■ **Prompt A**: Set down the part of the article on the knitting campaign from "Sydney doctor Catherine" up to and including "patients every year.", word for word.
■ **Prompt B**: Name every person the knitting-campaign article identifies by name.

■ **Reading text**:
Drop Your Knickers and Knit to Help African Women

You sure money wouldn't help?

You sure money wouldn't help?

SYDNEY, AUSTRALIA – Women are being urged to “drop their knickers and knit” to help an Australian doctor performing much needed operations for women in Ethiopia.

Sydney doctor Catherine Hamlin first went to Africa in 1959 and has stayed half a century saving women from becoming social outcasts due to incontinence after childbirth. Now aged 85, Dr Hamlin still carries out her work at Addis Ababa Fistula Hospital and four regional outreach centres, which treat about 3,000 patients every year.

The hospital provides operations for women who have a fistula, or hole, in their bladder or rectum as a result of a prolonged or obstructed labour. Although easily treatable, with 93 per cent of patients treated at the Addis Ababa hospital making a full recovery, untreated women can become ostracised in Ethiopian culture.

To help her work, Australian women are being urged to “drop their knickers and knit”, a campaign to collect underpants and blankets for patients at the hospital.

The fundraiser is being held at the Sydney Exhibition Centre in Darling Harbour from June 10 to 14 to coincide wirth the Sydney Craft and Quilt Fair.

It’s brainchild of Sydney woman Maria Evans, who came up with the idea after visiting the hospital. “I found myself drawn there having just finished reading Dr Catherine Hamlin’s book, The Hospital By The River,” she said.

“She gave us a tour of the hospital and I felt so emotional when I saw the women in the wards that I felt I had to find a way of helping them when I returned.”

People can drop off new cotton knickers or sit and stitch knitted squares together to help make blankets over the course of the fair.

Hamlin Fistula Relief and Aid Fund chief executive James Grainger has just returned from visiting the hospital and said seeing Dr Hamlin at work was inspirational. “She has got a very steady hand and a great concentration of mind,” he said. “These young women just wander in from the countryside and they have really got nothing except the soiled clothes which they arrive in and the hope that they will come out cured and restored to a new life.”

Mr Grainger said the hospital was established by Australians, but the majority of staff were locals. “The hospital has a staff of about 400 now, most of those are Ethiopians,” he said.

He said poor communications and transport in Ethiopia meant many pregnant women were very isolated. “There are only four main highways in the whole country which is one and a half times the size of NSW,” Mr he said.

The hospital has recently opened a midwifery college to help combat the problem. “They (local students) are trained as midwives and will be deployed back out into their (communities),” he said.

■ **Available data**:
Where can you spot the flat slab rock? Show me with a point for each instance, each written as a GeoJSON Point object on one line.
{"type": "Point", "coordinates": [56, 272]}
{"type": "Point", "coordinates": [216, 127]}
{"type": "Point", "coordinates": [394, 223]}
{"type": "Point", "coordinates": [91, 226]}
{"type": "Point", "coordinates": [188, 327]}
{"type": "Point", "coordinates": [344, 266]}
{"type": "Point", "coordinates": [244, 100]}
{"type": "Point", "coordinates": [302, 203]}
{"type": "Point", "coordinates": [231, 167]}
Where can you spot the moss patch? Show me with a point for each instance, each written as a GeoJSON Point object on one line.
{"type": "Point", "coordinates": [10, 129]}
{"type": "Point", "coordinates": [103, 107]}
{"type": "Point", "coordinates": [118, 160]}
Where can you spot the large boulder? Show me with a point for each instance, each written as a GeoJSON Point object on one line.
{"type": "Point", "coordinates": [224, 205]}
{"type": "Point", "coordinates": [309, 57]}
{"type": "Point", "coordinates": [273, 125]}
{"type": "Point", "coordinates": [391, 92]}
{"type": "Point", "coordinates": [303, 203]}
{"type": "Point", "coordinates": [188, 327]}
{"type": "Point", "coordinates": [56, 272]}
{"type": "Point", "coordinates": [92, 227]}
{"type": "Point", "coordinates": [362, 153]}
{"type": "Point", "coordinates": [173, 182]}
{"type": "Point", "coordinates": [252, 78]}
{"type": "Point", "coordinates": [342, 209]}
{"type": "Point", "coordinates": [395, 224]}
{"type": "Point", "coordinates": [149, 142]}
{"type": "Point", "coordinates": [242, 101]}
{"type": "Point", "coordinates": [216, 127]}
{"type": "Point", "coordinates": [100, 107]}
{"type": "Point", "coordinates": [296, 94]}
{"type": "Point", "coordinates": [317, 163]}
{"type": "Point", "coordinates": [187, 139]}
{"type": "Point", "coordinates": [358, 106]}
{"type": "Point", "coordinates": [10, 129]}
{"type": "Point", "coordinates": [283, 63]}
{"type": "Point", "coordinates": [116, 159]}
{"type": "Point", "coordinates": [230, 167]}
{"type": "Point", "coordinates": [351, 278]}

■ **Written answer A**:
Sydney doctor Catherine Hamlin first went to Africa in 1959 and has stayed half a century saving women from becoming social outcasts due to incontinence after childbirth. Now aged 85, Dr Hamlin still carries out her work at Addis Ababa Fistula Hospital and four regional outreach centres, which treat about 3,000 patients every year.

■ **Written answer B**:
Catherine Hamlin
Maria Evans
James Grainger